■ SET TASK A: Pick out each line of the entries below that contains the string "balcony". Case counts, so match it exactly.

■ DOCUMENT SEGMENT:
────────────────────────────────────────

This is a reimplementation of the Generalized Compressed Suffix Array (GCSA), a BWT-based index for directed graphs. The implementation is based on the Succinct Data Structures Library 2.0 (SDSL). To compile, set SDSL_DIR
in the Makefile to point to your SDSL directory. As the implementation uses C++11, OpenMP, and libstdc++ parallel mode, you need g++ 4.7 or newer to compile.
The old implementation indexed all paths in a directed acyclic graph, which had to be determinized before index construction. This implementation indexes paths of length up to 128 in any graph. The upper bound on path length should limit the combinatorial explosion often occurring in graphs containing regions with a lot of branching.

────────────────────────────────────────

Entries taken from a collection
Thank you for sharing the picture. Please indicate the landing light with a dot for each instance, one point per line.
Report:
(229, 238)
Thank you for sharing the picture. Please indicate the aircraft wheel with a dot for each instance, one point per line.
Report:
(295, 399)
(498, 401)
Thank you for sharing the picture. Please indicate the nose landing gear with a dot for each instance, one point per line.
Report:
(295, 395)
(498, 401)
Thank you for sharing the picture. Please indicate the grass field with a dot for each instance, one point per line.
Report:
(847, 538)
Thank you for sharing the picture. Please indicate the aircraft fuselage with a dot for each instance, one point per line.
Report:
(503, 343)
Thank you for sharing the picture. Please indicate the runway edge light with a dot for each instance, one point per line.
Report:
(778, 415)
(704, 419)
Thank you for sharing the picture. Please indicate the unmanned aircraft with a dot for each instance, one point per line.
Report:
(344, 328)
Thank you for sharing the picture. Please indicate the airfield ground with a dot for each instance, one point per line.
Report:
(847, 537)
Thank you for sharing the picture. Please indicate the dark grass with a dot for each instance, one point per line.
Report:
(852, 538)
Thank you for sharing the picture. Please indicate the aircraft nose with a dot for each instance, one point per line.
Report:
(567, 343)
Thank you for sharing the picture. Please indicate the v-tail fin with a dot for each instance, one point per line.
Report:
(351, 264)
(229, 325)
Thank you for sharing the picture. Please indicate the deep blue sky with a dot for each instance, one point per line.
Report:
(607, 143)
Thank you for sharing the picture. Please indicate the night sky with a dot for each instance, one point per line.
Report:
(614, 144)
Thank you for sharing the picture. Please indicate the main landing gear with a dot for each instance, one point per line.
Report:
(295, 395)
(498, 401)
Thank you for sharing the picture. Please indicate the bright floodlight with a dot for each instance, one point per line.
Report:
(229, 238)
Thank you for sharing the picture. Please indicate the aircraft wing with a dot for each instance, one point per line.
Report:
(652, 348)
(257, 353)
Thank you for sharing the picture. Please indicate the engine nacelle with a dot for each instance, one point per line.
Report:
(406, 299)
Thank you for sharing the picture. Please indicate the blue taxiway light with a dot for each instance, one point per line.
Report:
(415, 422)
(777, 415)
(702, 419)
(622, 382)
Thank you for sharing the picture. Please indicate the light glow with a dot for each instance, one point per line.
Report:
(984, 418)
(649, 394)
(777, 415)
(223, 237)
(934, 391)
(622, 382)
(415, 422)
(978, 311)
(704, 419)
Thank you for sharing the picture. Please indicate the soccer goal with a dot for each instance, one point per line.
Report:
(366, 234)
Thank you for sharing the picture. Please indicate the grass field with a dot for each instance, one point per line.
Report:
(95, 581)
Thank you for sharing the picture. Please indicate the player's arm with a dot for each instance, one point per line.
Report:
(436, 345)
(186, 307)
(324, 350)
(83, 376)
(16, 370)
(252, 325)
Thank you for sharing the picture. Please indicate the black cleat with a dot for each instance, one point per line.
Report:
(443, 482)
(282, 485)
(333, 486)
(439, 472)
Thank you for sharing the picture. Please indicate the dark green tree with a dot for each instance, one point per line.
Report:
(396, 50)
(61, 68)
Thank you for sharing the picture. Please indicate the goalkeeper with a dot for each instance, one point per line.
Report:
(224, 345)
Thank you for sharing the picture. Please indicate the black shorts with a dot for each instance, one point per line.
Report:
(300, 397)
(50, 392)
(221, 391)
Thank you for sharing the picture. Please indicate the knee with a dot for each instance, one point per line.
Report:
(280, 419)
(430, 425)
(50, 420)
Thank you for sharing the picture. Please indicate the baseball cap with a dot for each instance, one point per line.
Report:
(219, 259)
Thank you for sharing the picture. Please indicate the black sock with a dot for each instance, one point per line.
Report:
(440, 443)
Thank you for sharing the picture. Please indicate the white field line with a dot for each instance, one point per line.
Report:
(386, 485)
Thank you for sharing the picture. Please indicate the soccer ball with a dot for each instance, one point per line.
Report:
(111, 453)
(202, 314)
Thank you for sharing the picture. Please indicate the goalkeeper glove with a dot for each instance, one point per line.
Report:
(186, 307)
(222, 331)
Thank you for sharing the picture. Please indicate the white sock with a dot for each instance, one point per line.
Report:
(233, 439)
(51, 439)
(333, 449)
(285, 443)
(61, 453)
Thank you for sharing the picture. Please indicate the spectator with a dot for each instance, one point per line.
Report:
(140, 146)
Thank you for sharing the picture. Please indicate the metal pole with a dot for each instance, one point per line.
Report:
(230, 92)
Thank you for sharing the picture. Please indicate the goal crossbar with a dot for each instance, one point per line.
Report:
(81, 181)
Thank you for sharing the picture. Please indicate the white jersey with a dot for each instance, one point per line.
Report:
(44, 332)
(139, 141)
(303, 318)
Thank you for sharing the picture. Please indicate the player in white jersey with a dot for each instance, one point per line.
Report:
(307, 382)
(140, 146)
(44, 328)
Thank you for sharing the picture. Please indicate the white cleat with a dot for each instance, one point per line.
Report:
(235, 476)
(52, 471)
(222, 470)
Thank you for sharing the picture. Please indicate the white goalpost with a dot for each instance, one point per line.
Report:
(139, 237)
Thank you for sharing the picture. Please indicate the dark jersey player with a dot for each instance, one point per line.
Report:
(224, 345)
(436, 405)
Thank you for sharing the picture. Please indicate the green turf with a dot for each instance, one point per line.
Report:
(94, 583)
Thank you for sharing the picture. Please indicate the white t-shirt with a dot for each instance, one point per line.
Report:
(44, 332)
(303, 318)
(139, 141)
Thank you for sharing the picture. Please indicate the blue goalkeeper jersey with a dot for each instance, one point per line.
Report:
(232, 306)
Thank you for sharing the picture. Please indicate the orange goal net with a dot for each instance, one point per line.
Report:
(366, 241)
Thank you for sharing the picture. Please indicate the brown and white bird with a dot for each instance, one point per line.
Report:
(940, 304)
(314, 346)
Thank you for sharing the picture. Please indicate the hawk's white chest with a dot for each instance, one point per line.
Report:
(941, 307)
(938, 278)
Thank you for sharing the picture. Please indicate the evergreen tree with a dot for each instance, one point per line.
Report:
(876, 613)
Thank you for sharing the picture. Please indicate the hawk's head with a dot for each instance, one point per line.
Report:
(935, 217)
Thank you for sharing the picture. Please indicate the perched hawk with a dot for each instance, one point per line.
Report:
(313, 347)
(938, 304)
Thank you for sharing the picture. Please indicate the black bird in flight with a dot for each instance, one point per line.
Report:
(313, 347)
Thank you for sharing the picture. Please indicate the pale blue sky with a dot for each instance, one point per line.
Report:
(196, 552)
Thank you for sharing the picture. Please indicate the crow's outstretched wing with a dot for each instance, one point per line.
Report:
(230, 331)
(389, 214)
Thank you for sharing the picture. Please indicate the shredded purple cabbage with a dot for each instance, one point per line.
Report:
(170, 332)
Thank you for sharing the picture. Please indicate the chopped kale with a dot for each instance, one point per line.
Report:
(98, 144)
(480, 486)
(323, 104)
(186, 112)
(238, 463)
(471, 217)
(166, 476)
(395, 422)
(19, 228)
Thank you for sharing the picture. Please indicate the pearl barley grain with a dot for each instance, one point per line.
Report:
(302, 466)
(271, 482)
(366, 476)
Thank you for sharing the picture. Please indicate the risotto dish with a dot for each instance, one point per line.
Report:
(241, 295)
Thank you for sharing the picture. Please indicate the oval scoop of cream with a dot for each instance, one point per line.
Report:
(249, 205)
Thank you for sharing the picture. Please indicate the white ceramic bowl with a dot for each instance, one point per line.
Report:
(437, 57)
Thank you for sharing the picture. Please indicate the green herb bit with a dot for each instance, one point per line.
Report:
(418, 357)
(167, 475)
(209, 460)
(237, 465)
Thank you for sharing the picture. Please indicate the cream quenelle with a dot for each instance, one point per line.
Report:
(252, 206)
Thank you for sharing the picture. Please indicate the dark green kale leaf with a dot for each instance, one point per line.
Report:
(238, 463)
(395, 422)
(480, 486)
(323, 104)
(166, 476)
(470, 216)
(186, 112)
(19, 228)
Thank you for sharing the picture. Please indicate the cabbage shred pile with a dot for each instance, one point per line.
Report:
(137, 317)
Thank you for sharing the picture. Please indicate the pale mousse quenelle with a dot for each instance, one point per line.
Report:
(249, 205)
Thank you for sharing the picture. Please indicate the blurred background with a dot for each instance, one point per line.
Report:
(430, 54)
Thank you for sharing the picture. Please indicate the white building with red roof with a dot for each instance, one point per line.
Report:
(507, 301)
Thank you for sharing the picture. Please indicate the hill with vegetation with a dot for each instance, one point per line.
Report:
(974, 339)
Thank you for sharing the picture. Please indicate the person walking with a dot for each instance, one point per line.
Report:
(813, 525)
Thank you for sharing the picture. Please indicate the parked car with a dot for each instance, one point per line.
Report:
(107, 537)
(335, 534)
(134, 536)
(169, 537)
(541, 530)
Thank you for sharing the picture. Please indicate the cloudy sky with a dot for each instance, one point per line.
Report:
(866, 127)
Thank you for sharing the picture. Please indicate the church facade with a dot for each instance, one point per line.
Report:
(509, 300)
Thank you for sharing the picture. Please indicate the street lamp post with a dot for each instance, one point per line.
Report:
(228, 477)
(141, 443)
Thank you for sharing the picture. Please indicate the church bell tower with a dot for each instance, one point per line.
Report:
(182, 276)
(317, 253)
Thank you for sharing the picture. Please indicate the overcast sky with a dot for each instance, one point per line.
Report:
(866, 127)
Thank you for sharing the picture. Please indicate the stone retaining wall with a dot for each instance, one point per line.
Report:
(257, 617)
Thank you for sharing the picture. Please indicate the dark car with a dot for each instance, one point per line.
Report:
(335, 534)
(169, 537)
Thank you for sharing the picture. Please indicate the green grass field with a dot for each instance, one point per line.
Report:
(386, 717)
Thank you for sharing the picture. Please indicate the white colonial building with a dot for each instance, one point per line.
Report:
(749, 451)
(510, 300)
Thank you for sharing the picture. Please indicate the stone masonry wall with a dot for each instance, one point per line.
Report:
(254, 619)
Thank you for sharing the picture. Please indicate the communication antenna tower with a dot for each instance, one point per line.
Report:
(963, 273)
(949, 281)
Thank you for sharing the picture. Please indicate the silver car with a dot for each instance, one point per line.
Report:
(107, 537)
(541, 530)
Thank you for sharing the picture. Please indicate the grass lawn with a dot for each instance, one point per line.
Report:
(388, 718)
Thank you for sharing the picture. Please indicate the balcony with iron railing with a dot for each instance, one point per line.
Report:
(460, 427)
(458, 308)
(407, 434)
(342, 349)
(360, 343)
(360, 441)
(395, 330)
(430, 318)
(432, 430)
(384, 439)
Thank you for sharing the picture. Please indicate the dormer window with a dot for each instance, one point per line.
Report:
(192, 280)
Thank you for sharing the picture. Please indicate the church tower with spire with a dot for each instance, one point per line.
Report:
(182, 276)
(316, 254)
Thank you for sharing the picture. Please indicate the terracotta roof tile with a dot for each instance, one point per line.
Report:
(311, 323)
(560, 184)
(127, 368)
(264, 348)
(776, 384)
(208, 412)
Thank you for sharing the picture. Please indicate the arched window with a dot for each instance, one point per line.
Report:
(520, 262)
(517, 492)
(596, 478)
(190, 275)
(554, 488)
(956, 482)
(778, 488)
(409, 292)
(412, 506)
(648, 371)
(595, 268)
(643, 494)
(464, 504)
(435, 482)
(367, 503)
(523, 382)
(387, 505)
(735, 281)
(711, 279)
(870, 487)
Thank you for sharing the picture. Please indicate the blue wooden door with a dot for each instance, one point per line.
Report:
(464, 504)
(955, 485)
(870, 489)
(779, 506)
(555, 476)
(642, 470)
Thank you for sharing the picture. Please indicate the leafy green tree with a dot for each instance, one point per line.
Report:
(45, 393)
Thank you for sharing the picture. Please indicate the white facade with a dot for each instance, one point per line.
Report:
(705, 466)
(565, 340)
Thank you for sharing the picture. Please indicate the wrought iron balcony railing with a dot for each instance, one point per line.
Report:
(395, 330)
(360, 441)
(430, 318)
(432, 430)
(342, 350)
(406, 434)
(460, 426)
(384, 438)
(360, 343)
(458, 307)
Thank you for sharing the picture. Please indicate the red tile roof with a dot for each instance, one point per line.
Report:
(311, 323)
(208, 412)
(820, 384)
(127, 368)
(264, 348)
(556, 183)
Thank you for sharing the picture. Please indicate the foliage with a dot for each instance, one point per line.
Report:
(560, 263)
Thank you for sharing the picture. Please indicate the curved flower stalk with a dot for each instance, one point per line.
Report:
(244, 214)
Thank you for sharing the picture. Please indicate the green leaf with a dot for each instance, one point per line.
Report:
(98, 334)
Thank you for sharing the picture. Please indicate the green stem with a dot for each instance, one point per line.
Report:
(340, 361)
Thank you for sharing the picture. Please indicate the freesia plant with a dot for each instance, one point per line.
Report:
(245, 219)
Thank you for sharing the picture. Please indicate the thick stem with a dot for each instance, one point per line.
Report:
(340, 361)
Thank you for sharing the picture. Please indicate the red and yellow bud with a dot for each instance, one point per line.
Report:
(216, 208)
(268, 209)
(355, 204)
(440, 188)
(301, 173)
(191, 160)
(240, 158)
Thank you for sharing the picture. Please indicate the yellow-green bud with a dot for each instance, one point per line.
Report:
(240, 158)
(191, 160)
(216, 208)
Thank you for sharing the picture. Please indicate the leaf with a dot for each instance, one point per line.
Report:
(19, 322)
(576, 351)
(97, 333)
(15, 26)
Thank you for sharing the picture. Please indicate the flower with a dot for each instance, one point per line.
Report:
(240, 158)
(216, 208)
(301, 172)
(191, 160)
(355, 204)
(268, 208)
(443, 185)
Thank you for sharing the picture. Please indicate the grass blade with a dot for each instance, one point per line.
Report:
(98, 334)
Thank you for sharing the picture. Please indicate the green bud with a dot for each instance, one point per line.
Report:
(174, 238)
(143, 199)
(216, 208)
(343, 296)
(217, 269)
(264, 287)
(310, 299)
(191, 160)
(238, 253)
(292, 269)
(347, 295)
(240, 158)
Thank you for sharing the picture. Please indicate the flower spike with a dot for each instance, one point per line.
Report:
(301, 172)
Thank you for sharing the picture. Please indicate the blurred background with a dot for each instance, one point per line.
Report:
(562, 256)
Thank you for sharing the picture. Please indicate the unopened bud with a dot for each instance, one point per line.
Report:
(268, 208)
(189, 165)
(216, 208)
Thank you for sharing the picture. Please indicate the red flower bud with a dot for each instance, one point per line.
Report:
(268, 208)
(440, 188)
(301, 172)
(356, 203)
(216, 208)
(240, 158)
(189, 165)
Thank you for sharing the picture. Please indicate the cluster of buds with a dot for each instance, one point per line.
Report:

────────────────────────────────────────

■ SET TASK B: Retype the part of the GCSA description above, everything from "This is a reimplementation" down to "newer to compile.", character for character.

■ TASK OUTPUT A:
Thank you for sharing the picture. Please indicate the balcony with iron railing with a dot for each instance, one point per line.
Thank you for sharing the picture. Please indicate the wrought iron balcony railing with a dot for each instance, one point per line.

■ TASK OUTPUT B:
This is a reimplementation of the Generalized Compressed Suffix Array (GCSA), a BWT-based index for directed graphs. The implementation is based on the Succinct Data Structures Library 2.0 (SDSL). To compile, set SDSL_DIR
in the Makefile to point to your SDSL directory. As the implementation uses C++11, OpenMP, and libstdc++ parallel mode, you need g++ 4.7 or newer to compile.